Report how many lines in the entries below hold the word "shirt". Your answer is that number alone.

Segment Start: EXERCISE MATERIAL

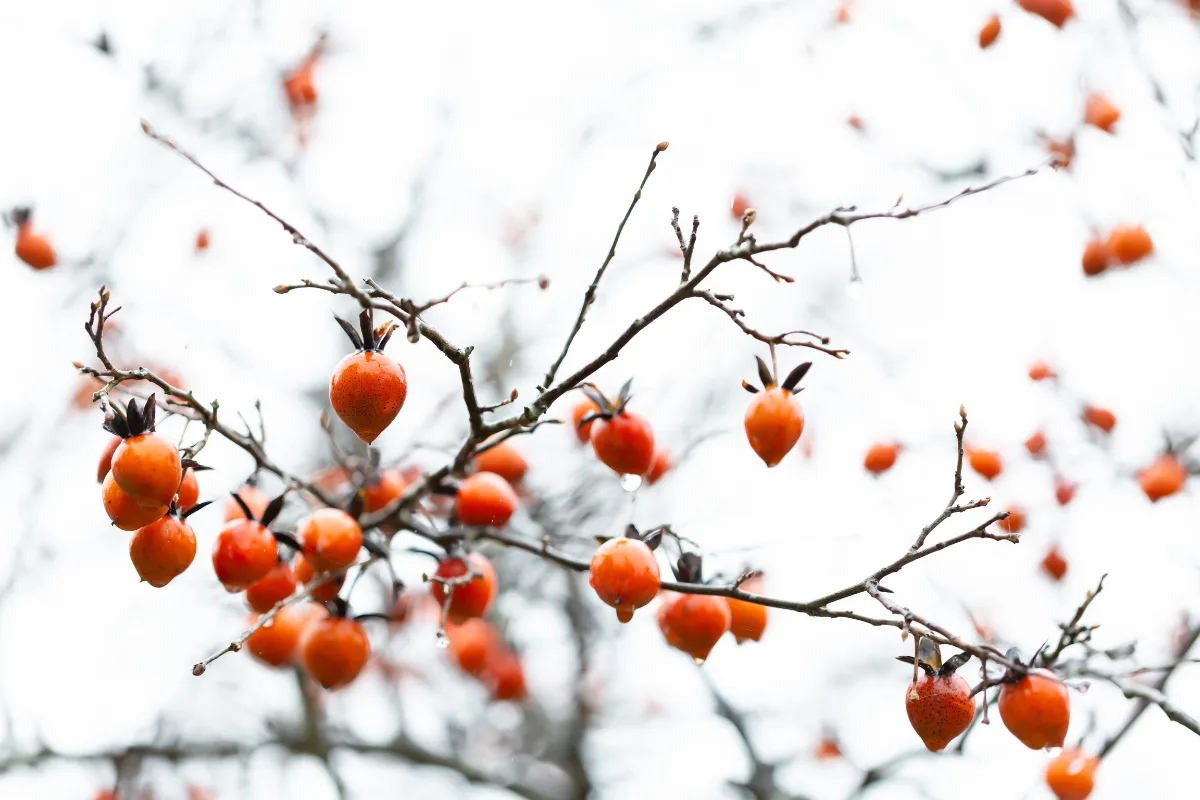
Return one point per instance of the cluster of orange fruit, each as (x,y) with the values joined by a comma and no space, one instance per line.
(1035,708)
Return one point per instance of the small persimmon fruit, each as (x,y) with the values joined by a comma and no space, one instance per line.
(367,389)
(485,499)
(277,584)
(334,650)
(472,597)
(162,549)
(330,539)
(774,419)
(694,623)
(503,459)
(1072,774)
(624,575)
(1037,710)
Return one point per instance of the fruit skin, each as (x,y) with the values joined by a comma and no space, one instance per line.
(330,539)
(503,459)
(505,677)
(485,499)
(162,549)
(148,468)
(106,459)
(624,575)
(1097,257)
(243,553)
(387,487)
(1163,477)
(1099,417)
(989,32)
(1037,710)
(472,644)
(189,491)
(472,599)
(624,443)
(1056,12)
(748,620)
(1129,244)
(774,422)
(279,583)
(1054,564)
(334,650)
(1014,522)
(581,410)
(987,463)
(1101,113)
(367,390)
(275,643)
(940,708)
(252,497)
(124,511)
(305,573)
(34,248)
(1072,774)
(694,623)
(659,467)
(881,457)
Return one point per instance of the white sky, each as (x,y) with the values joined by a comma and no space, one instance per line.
(552,107)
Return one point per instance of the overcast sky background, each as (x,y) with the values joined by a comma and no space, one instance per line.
(553,108)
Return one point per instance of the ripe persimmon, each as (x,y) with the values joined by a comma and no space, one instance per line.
(694,623)
(325,590)
(1037,710)
(1014,522)
(1099,112)
(774,419)
(106,459)
(1056,12)
(334,650)
(367,389)
(625,575)
(503,459)
(472,644)
(1164,476)
(124,511)
(330,539)
(1054,564)
(279,583)
(881,457)
(939,703)
(987,463)
(244,552)
(162,549)
(485,499)
(145,465)
(1072,774)
(33,247)
(989,32)
(748,621)
(1129,244)
(469,599)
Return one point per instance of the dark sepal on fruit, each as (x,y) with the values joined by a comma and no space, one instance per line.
(689,569)
(131,421)
(795,377)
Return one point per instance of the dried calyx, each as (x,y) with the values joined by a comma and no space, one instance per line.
(609,409)
(131,421)
(929,659)
(791,383)
(366,337)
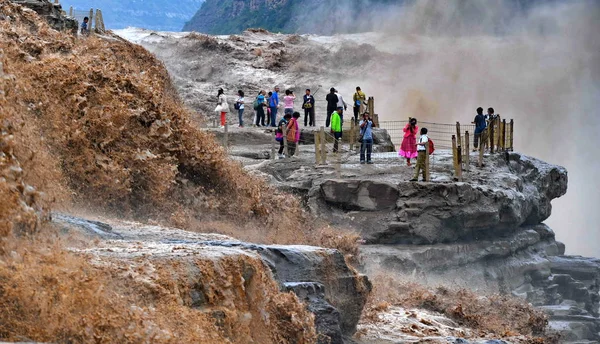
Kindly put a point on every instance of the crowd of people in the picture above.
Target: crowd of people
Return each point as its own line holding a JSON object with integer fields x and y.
{"x": 267, "y": 105}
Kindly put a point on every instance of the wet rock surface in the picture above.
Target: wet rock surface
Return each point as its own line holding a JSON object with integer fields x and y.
{"x": 320, "y": 277}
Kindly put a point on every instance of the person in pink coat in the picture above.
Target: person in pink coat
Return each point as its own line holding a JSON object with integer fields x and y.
{"x": 408, "y": 149}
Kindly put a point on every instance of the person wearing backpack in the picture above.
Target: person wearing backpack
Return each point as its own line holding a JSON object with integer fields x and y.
{"x": 336, "y": 128}
{"x": 366, "y": 138}
{"x": 359, "y": 99}
{"x": 239, "y": 105}
{"x": 259, "y": 106}
{"x": 309, "y": 109}
{"x": 279, "y": 134}
{"x": 408, "y": 149}
{"x": 293, "y": 133}
{"x": 422, "y": 145}
{"x": 332, "y": 101}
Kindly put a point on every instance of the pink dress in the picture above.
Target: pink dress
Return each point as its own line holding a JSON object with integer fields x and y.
{"x": 408, "y": 149}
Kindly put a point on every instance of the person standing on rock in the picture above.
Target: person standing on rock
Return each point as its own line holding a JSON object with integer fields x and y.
{"x": 222, "y": 106}
{"x": 480, "y": 126}
{"x": 366, "y": 138}
{"x": 332, "y": 101}
{"x": 341, "y": 106}
{"x": 422, "y": 145}
{"x": 279, "y": 134}
{"x": 309, "y": 109}
{"x": 260, "y": 108}
{"x": 359, "y": 99}
{"x": 273, "y": 105}
{"x": 239, "y": 105}
{"x": 408, "y": 149}
{"x": 288, "y": 102}
{"x": 336, "y": 128}
{"x": 293, "y": 133}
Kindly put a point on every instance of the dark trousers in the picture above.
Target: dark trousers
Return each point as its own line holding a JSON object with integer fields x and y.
{"x": 336, "y": 138}
{"x": 260, "y": 116}
{"x": 309, "y": 117}
{"x": 291, "y": 148}
{"x": 368, "y": 146}
{"x": 328, "y": 120}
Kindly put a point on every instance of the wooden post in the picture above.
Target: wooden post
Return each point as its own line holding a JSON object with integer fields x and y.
{"x": 467, "y": 151}
{"x": 491, "y": 135}
{"x": 226, "y": 136}
{"x": 427, "y": 174}
{"x": 317, "y": 147}
{"x": 285, "y": 149}
{"x": 481, "y": 149}
{"x": 512, "y": 131}
{"x": 323, "y": 146}
{"x": 273, "y": 145}
{"x": 458, "y": 135}
{"x": 456, "y": 153}
{"x": 504, "y": 134}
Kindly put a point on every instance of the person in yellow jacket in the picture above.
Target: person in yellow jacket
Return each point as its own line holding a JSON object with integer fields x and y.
{"x": 359, "y": 99}
{"x": 336, "y": 127}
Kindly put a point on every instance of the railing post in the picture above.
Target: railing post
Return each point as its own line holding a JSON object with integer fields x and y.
{"x": 491, "y": 135}
{"x": 323, "y": 146}
{"x": 467, "y": 151}
{"x": 226, "y": 136}
{"x": 458, "y": 135}
{"x": 512, "y": 131}
{"x": 504, "y": 134}
{"x": 427, "y": 175}
{"x": 285, "y": 149}
{"x": 317, "y": 147}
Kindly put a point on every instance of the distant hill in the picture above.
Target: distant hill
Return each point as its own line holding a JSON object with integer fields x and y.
{"x": 289, "y": 16}
{"x": 160, "y": 15}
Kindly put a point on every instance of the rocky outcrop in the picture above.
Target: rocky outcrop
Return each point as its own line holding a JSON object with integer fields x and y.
{"x": 53, "y": 14}
{"x": 320, "y": 277}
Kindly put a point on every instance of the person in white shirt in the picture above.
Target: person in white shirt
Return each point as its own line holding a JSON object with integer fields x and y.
{"x": 422, "y": 146}
{"x": 341, "y": 104}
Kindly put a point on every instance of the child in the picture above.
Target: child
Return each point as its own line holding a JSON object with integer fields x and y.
{"x": 422, "y": 145}
{"x": 336, "y": 128}
{"x": 279, "y": 134}
{"x": 408, "y": 149}
{"x": 84, "y": 27}
{"x": 293, "y": 133}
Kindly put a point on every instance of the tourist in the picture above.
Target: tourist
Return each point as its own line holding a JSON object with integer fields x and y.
{"x": 366, "y": 138}
{"x": 359, "y": 99}
{"x": 336, "y": 128}
{"x": 480, "y": 126}
{"x": 332, "y": 101}
{"x": 239, "y": 105}
{"x": 222, "y": 106}
{"x": 408, "y": 149}
{"x": 288, "y": 102}
{"x": 309, "y": 109}
{"x": 260, "y": 108}
{"x": 268, "y": 113}
{"x": 422, "y": 145}
{"x": 293, "y": 134}
{"x": 84, "y": 26}
{"x": 273, "y": 105}
{"x": 341, "y": 105}
{"x": 279, "y": 134}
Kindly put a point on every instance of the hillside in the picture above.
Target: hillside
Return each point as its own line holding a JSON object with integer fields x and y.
{"x": 160, "y": 15}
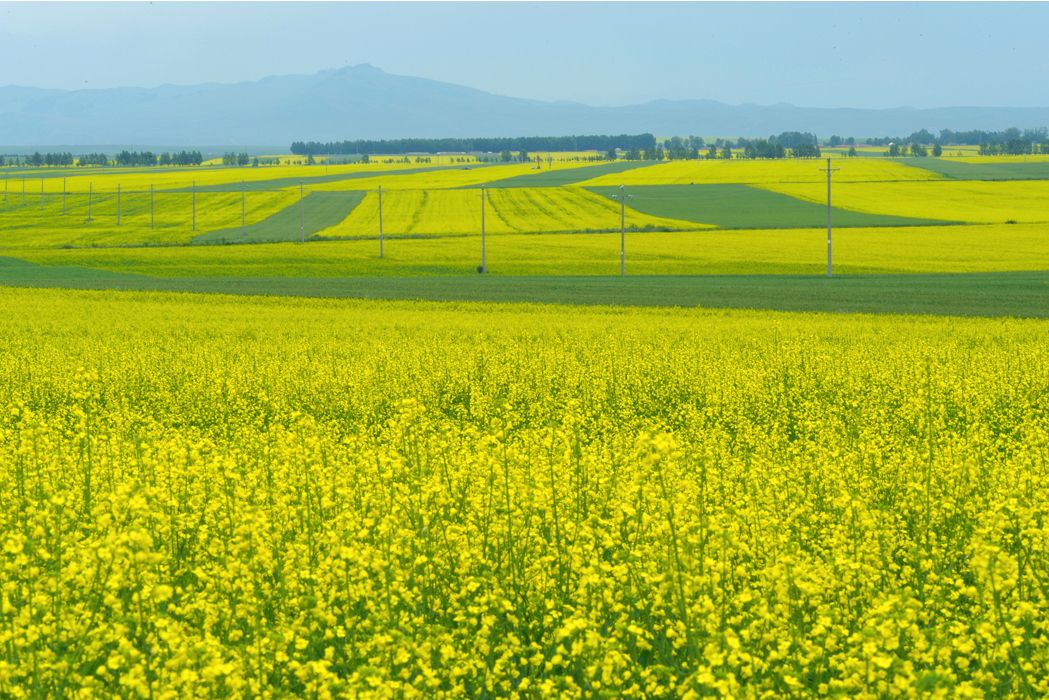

Segment End: EXERCISE MATERIAL

COMPLETED TASK:
2